What to produce:
Report how many lines of the material below contain the string "water", matching case exactly, and give only the number.

** START OF Entries **

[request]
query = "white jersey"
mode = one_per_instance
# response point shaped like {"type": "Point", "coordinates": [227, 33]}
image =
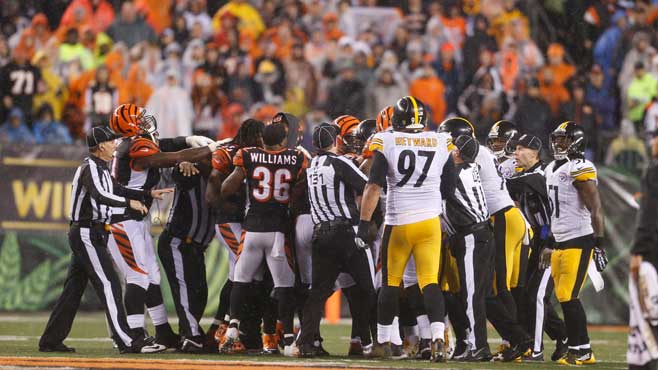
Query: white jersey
{"type": "Point", "coordinates": [570, 218]}
{"type": "Point", "coordinates": [507, 168]}
{"type": "Point", "coordinates": [495, 190]}
{"type": "Point", "coordinates": [415, 164]}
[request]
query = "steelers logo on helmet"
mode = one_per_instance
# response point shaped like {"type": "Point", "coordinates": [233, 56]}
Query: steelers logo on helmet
{"type": "Point", "coordinates": [409, 114]}
{"type": "Point", "coordinates": [502, 138]}
{"type": "Point", "coordinates": [568, 141]}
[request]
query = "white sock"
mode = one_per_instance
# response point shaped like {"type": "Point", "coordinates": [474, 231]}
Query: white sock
{"type": "Point", "coordinates": [424, 327]}
{"type": "Point", "coordinates": [384, 333]}
{"type": "Point", "coordinates": [395, 333]}
{"type": "Point", "coordinates": [158, 314]}
{"type": "Point", "coordinates": [438, 330]}
{"type": "Point", "coordinates": [136, 321]}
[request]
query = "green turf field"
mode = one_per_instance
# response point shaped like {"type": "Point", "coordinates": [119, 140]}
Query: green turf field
{"type": "Point", "coordinates": [19, 335]}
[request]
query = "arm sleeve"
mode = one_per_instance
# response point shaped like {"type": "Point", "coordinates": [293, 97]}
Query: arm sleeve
{"type": "Point", "coordinates": [448, 177]}
{"type": "Point", "coordinates": [350, 174]}
{"type": "Point", "coordinates": [379, 169]}
{"type": "Point", "coordinates": [646, 235]}
{"type": "Point", "coordinates": [173, 144]}
{"type": "Point", "coordinates": [91, 180]}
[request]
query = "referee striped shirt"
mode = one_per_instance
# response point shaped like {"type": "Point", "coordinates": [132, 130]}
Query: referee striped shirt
{"type": "Point", "coordinates": [333, 184]}
{"type": "Point", "coordinates": [95, 196]}
{"type": "Point", "coordinates": [465, 204]}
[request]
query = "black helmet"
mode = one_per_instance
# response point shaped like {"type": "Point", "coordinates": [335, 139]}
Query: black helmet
{"type": "Point", "coordinates": [409, 114]}
{"type": "Point", "coordinates": [506, 132]}
{"type": "Point", "coordinates": [457, 126]}
{"type": "Point", "coordinates": [573, 144]}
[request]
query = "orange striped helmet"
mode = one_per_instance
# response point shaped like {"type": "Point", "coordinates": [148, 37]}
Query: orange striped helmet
{"type": "Point", "coordinates": [348, 139]}
{"type": "Point", "coordinates": [384, 118]}
{"type": "Point", "coordinates": [130, 120]}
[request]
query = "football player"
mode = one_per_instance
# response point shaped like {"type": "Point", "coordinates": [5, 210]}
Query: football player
{"type": "Point", "coordinates": [511, 238]}
{"type": "Point", "coordinates": [270, 173]}
{"type": "Point", "coordinates": [230, 212]}
{"type": "Point", "coordinates": [409, 161]}
{"type": "Point", "coordinates": [136, 165]}
{"type": "Point", "coordinates": [577, 225]}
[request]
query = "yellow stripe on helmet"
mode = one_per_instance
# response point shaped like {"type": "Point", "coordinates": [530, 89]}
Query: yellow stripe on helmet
{"type": "Point", "coordinates": [413, 101]}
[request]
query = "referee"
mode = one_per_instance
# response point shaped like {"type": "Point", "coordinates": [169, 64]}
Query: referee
{"type": "Point", "coordinates": [181, 246]}
{"type": "Point", "coordinates": [333, 184]}
{"type": "Point", "coordinates": [467, 214]}
{"type": "Point", "coordinates": [94, 196]}
{"type": "Point", "coordinates": [528, 189]}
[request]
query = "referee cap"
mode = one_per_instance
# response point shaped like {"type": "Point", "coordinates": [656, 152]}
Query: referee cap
{"type": "Point", "coordinates": [530, 141]}
{"type": "Point", "coordinates": [324, 135]}
{"type": "Point", "coordinates": [100, 134]}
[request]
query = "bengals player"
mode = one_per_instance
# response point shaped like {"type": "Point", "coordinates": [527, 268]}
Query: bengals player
{"type": "Point", "coordinates": [137, 161]}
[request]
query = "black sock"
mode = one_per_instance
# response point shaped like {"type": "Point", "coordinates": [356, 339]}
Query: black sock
{"type": "Point", "coordinates": [387, 305]}
{"type": "Point", "coordinates": [434, 303]}
{"type": "Point", "coordinates": [576, 322]}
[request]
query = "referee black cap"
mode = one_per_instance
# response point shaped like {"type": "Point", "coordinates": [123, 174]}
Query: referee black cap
{"type": "Point", "coordinates": [324, 135]}
{"type": "Point", "coordinates": [530, 141]}
{"type": "Point", "coordinates": [100, 134]}
{"type": "Point", "coordinates": [468, 147]}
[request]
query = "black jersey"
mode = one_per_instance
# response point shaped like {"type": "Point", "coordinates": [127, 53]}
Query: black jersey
{"type": "Point", "coordinates": [271, 175]}
{"type": "Point", "coordinates": [231, 209]}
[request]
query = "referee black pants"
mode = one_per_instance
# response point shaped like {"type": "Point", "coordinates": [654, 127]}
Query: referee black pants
{"type": "Point", "coordinates": [185, 266]}
{"type": "Point", "coordinates": [334, 251]}
{"type": "Point", "coordinates": [91, 261]}
{"type": "Point", "coordinates": [475, 254]}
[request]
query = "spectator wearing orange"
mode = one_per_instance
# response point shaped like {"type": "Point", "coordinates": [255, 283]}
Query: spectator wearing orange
{"type": "Point", "coordinates": [55, 91]}
{"type": "Point", "coordinates": [554, 93]}
{"type": "Point", "coordinates": [96, 14]}
{"type": "Point", "coordinates": [36, 36]}
{"type": "Point", "coordinates": [136, 89]}
{"type": "Point", "coordinates": [331, 30]}
{"type": "Point", "coordinates": [428, 88]}
{"type": "Point", "coordinates": [562, 71]}
{"type": "Point", "coordinates": [250, 19]}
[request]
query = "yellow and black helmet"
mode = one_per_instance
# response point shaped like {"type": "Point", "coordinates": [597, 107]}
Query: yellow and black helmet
{"type": "Point", "coordinates": [409, 114]}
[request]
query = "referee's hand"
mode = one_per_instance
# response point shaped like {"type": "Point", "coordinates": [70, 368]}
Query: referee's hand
{"type": "Point", "coordinates": [138, 206]}
{"type": "Point", "coordinates": [363, 234]}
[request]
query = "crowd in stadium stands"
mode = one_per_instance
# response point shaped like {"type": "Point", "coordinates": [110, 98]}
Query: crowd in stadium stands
{"type": "Point", "coordinates": [202, 66]}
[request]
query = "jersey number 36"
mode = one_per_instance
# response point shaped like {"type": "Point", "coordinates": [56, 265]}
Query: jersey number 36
{"type": "Point", "coordinates": [270, 185]}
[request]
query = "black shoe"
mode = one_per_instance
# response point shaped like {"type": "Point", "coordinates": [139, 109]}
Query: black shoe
{"type": "Point", "coordinates": [171, 340]}
{"type": "Point", "coordinates": [561, 349]}
{"type": "Point", "coordinates": [480, 355]}
{"type": "Point", "coordinates": [516, 352]}
{"type": "Point", "coordinates": [144, 345]}
{"type": "Point", "coordinates": [306, 350]}
{"type": "Point", "coordinates": [424, 349]}
{"type": "Point", "coordinates": [438, 351]}
{"type": "Point", "coordinates": [193, 344]}
{"type": "Point", "coordinates": [61, 347]}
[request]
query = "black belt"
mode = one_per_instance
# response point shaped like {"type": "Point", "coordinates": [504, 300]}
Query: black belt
{"type": "Point", "coordinates": [90, 224]}
{"type": "Point", "coordinates": [337, 222]}
{"type": "Point", "coordinates": [470, 229]}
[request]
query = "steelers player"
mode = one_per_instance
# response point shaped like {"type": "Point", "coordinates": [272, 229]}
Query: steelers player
{"type": "Point", "coordinates": [577, 225]}
{"type": "Point", "coordinates": [511, 239]}
{"type": "Point", "coordinates": [409, 162]}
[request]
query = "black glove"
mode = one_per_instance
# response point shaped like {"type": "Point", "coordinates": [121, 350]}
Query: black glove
{"type": "Point", "coordinates": [600, 258]}
{"type": "Point", "coordinates": [363, 234]}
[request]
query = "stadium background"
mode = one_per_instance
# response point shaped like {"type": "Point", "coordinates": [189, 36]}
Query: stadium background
{"type": "Point", "coordinates": [203, 66]}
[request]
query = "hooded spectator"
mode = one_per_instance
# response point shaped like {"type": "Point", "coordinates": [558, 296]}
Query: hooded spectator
{"type": "Point", "coordinates": [172, 107]}
{"type": "Point", "coordinates": [15, 131]}
{"type": "Point", "coordinates": [130, 28]}
{"type": "Point", "coordinates": [387, 88]}
{"type": "Point", "coordinates": [429, 89]}
{"type": "Point", "coordinates": [47, 130]}
{"type": "Point", "coordinates": [347, 95]}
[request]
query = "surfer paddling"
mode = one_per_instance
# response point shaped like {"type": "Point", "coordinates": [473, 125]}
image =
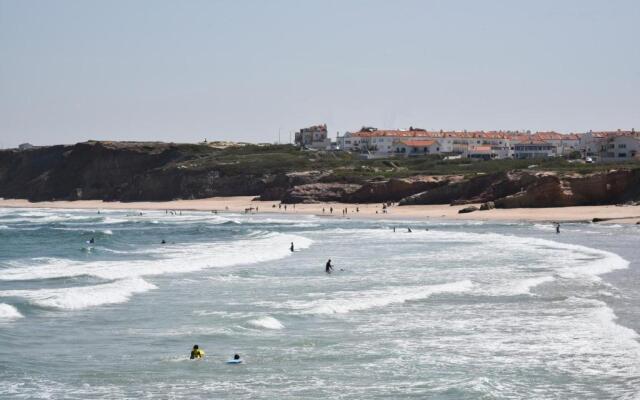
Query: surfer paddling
{"type": "Point", "coordinates": [328, 267]}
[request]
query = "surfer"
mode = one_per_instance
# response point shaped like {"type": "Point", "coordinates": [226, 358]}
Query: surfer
{"type": "Point", "coordinates": [196, 352]}
{"type": "Point", "coordinates": [236, 359]}
{"type": "Point", "coordinates": [328, 267]}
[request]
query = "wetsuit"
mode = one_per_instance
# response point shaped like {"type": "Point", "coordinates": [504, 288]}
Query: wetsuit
{"type": "Point", "coordinates": [328, 267]}
{"type": "Point", "coordinates": [197, 353]}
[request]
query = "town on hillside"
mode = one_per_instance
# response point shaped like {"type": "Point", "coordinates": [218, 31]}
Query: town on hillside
{"type": "Point", "coordinates": [369, 142]}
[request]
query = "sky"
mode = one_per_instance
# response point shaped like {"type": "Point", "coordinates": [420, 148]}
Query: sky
{"type": "Point", "coordinates": [238, 70]}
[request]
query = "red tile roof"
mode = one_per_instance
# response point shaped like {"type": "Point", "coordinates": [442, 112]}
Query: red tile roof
{"type": "Point", "coordinates": [418, 143]}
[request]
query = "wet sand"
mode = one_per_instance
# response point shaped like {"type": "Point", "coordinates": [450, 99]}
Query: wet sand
{"type": "Point", "coordinates": [617, 214]}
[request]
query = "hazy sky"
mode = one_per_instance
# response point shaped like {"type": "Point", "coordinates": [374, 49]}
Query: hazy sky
{"type": "Point", "coordinates": [243, 70]}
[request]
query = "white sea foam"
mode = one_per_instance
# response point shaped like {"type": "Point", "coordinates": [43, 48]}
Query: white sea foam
{"type": "Point", "coordinates": [357, 301]}
{"type": "Point", "coordinates": [259, 247]}
{"type": "Point", "coordinates": [520, 287]}
{"type": "Point", "coordinates": [266, 323]}
{"type": "Point", "coordinates": [9, 312]}
{"type": "Point", "coordinates": [79, 297]}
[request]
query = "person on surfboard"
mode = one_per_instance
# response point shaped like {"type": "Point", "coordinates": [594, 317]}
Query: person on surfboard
{"type": "Point", "coordinates": [328, 267]}
{"type": "Point", "coordinates": [196, 352]}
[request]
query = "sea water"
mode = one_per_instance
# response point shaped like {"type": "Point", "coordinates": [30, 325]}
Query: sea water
{"type": "Point", "coordinates": [451, 310]}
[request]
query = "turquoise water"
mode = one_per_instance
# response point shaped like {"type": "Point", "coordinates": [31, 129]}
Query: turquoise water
{"type": "Point", "coordinates": [463, 310]}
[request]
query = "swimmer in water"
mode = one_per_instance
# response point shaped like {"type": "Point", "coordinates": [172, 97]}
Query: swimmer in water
{"type": "Point", "coordinates": [328, 267]}
{"type": "Point", "coordinates": [196, 352]}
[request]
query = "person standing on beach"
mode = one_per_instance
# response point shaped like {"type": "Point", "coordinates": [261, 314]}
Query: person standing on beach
{"type": "Point", "coordinates": [328, 267]}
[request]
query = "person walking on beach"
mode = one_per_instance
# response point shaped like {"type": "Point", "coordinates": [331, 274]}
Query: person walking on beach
{"type": "Point", "coordinates": [328, 267]}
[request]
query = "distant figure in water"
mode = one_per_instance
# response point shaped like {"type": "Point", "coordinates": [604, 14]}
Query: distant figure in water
{"type": "Point", "coordinates": [196, 352]}
{"type": "Point", "coordinates": [328, 268]}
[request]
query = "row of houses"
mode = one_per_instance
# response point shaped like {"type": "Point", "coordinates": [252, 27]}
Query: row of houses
{"type": "Point", "coordinates": [413, 142]}
{"type": "Point", "coordinates": [476, 144]}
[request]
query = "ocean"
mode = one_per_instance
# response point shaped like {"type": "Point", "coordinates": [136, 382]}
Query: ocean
{"type": "Point", "coordinates": [451, 310]}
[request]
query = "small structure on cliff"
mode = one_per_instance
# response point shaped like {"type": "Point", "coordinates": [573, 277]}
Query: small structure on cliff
{"type": "Point", "coordinates": [313, 137]}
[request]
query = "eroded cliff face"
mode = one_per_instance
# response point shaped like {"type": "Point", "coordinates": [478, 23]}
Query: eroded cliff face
{"type": "Point", "coordinates": [542, 189]}
{"type": "Point", "coordinates": [115, 171]}
{"type": "Point", "coordinates": [612, 187]}
{"type": "Point", "coordinates": [128, 171]}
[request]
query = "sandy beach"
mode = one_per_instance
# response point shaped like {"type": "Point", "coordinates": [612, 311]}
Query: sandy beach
{"type": "Point", "coordinates": [617, 214]}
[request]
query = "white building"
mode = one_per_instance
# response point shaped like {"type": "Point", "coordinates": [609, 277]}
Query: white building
{"type": "Point", "coordinates": [620, 148]}
{"type": "Point", "coordinates": [314, 137]}
{"type": "Point", "coordinates": [534, 149]}
{"type": "Point", "coordinates": [415, 148]}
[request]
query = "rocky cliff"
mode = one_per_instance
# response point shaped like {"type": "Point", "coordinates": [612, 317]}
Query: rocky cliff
{"type": "Point", "coordinates": [131, 171]}
{"type": "Point", "coordinates": [542, 189]}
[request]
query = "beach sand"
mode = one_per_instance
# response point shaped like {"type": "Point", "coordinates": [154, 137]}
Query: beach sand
{"type": "Point", "coordinates": [617, 214]}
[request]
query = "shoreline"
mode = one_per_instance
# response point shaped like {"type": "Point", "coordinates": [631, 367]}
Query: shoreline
{"type": "Point", "coordinates": [238, 204]}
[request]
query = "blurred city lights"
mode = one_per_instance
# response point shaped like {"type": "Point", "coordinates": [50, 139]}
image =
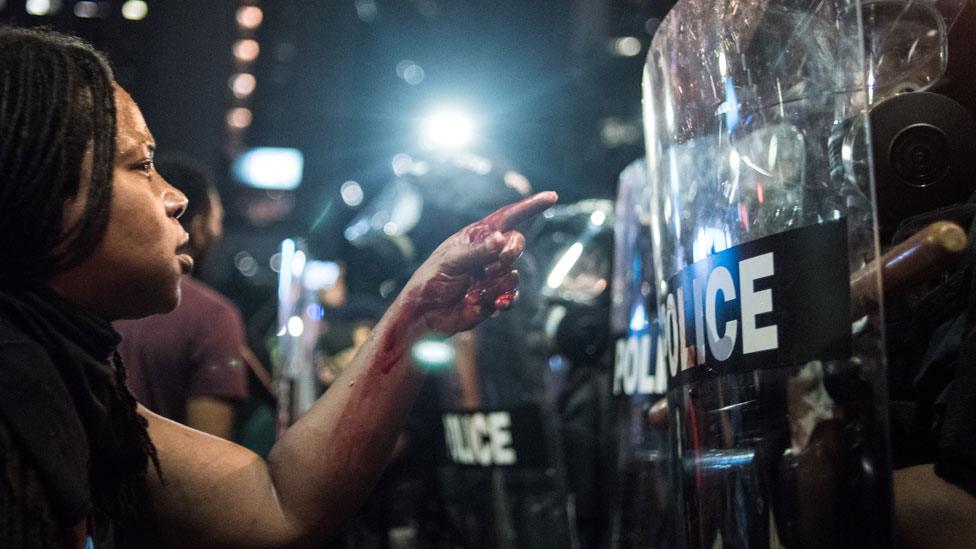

** END OF Entries **

Exercise result:
8